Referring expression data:

******************************

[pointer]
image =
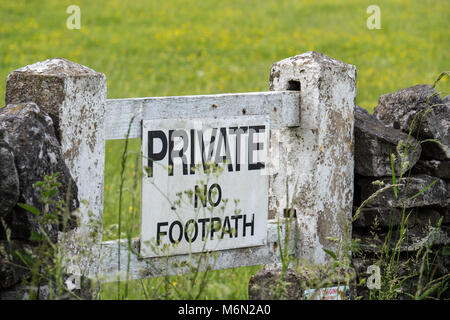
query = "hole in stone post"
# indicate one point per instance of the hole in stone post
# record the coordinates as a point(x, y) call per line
point(290, 213)
point(293, 85)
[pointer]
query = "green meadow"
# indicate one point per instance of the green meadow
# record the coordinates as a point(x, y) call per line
point(180, 47)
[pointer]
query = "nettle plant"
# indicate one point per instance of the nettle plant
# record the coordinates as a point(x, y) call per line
point(43, 261)
point(399, 274)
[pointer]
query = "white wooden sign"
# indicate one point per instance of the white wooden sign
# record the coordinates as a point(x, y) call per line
point(204, 186)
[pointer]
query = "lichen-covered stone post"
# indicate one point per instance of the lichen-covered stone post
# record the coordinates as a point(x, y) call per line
point(316, 158)
point(75, 98)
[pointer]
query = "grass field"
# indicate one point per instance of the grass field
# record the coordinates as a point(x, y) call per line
point(159, 48)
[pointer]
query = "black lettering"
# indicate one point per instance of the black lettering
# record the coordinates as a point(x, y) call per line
point(203, 222)
point(236, 220)
point(198, 193)
point(178, 153)
point(215, 225)
point(186, 231)
point(219, 194)
point(248, 224)
point(159, 232)
point(238, 132)
point(252, 146)
point(180, 236)
point(226, 227)
point(152, 155)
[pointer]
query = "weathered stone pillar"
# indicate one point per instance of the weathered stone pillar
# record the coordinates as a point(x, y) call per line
point(316, 158)
point(75, 97)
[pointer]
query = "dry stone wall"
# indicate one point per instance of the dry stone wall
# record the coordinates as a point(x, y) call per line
point(407, 123)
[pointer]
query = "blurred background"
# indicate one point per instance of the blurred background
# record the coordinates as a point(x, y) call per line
point(180, 47)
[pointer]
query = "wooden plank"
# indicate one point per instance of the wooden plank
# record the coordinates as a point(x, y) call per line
point(282, 106)
point(155, 267)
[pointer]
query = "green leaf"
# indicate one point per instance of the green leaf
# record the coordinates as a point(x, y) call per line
point(35, 236)
point(29, 208)
point(393, 176)
point(331, 253)
point(423, 190)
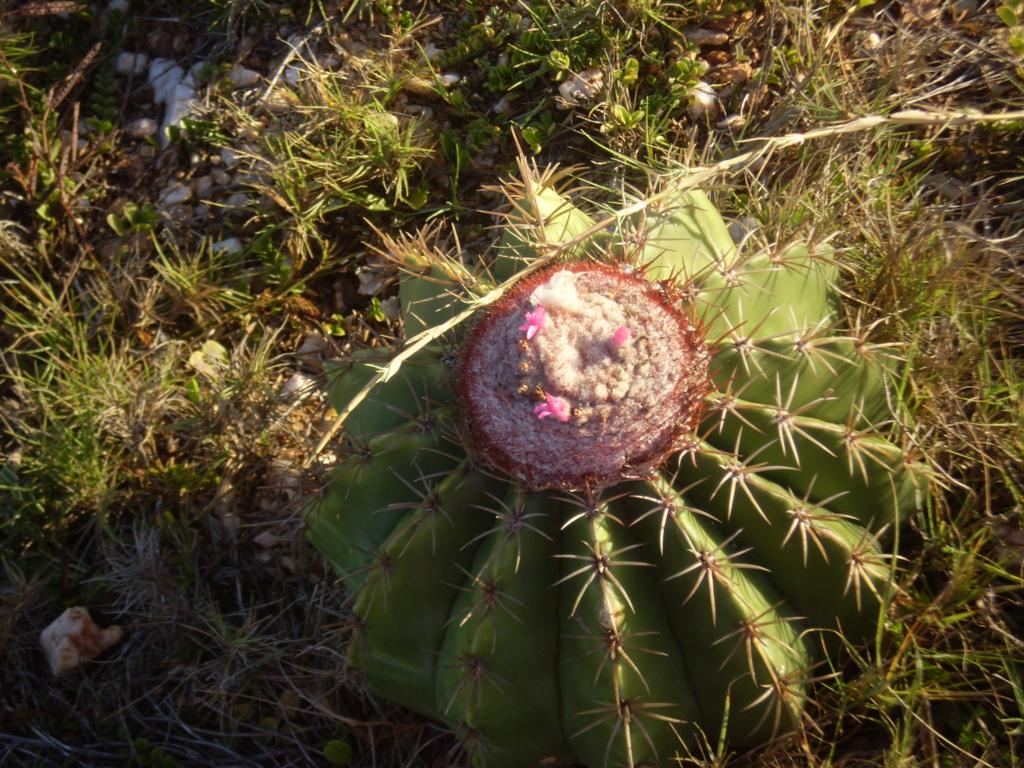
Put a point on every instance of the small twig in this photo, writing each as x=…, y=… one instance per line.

******************************

▶ The problem:
Every line above should be transcribed exactly, though no image should be carried over.

▶ Response area:
[pointer]
image =
query = "hole in stone post"
# indicate one point per instance of the hole in stone post
# record the coordinates as a point(x, y) call per line
point(290, 213)
point(293, 85)
[pointer]
query = "green meadow"
# indicate one point per instance of the green meadow
# record the coordinates as a point(x, y) call per line
point(180, 47)
[pointer]
query = "nettle plant"
# indicate one point per instance of the nettle plant
# record the coordinates as a point(x, y) call per line
point(43, 261)
point(399, 274)
[pointer]
query = "white wooden sign"
# indicate one point per instance of the white wooden sign
# record the coordinates as a point(x, y) call per line
point(204, 186)
[pointer]
query = "lichen-covered stone post"
# indicate one point per instance of the lichen-covered stone post
# record the coordinates as a point(x, y) call per line
point(316, 158)
point(75, 98)
[pointer]
query = "grass field"
# indicate one point per instance of the grass field
# record the coordinates as a point(x, y) call per line
point(159, 48)
[pointer]
query = "black lettering"
# indicate one point per instance of the black lettering
# record the coordinates as a point(x, y) call per line
point(203, 222)
point(236, 220)
point(198, 193)
point(178, 153)
point(215, 225)
point(186, 231)
point(219, 194)
point(248, 224)
point(159, 232)
point(238, 132)
point(252, 146)
point(180, 236)
point(226, 227)
point(152, 155)
[pointer]
query = "weathered stone pillar"
# indicate one point per instance of the weathered stone pillar
# record the coordinates as a point(x, y) call per line
point(316, 158)
point(75, 97)
[pointer]
query = "dry stone wall"
# indicate one point per instance of the dry stone wall
# record the coordinates as a point(x, y) call per line
point(407, 123)
[pointer]
query = "blurred background"
# indicate one point per instance of the blurred background
# record the coordinates as a point(x, y) call per line
point(180, 47)
[pointer]
query = "wooden plank"
# indicate one point per instance of the wooden plank
# record the coordinates as a point(x, y) call per line
point(282, 106)
point(155, 267)
[pointer]
query = "green leaf"
# indicate one point per instance of the green leaf
# record the coordinates as a point(x, y) call per line
point(35, 236)
point(29, 208)
point(393, 176)
point(331, 253)
point(423, 190)
Put a point on every instance of the small twig in this photo, writing each as x=…, y=… one instance per line.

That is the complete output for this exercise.